[Text under study — start]
Out of the many nutrients that our bodies need every single day, some get most of the limelight than others. Take vitamin C, which is fairly common. It boosts our immune system and is mostly sourced from citrus fruits.
In contrast, others are less popular, like choline. If you have no idea what it is, well, you're not alone. But we all need more of this in our diets.
Choline was first identified in 1863, but its value wasn't determined until the late 1990s. It was already 1998 when the Food and Nutrition Board of the National Academies of Medicine officially recognized it.
The Role of Choline
While it is not 100% clear exactly how choline could help the brain function as we age, it is an important research field.
Continuous research into the role choline plays in brain function has shown promise as a possible new way to prevent or treat Alzheimer's disease and other causes of dementia. One research in 2011 found dietary choline to be essential to preserving brain activity as it is transformed into neurotransmitters by the body that enables brain cells to interact with each other.
[Text under study — finish]
§ What you will do:
**A.** According to the text on choline, in what year did the Food and Nutrition Board of the National Academies of Medicine officially recognize choline?
**B.** Reproduce the passage of the text on choline starting at "Out of the many" and ending at "in our diets.".
[Collected material — start]
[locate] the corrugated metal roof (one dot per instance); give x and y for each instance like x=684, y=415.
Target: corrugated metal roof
[Collected material — finish]
§ Answers by item number:
**A.** 1998

**B.**
Out of the many nutrients that our bodies need every single day, some get most of the limelight than others. Take vitamin C, which is fairly common. It boosts our immune system and is mostly sourced from citrus fruits.
In contrast, others are less popular, like choline. If you have no idea what it is, well, you're not alone. But we all need more of this in our diets.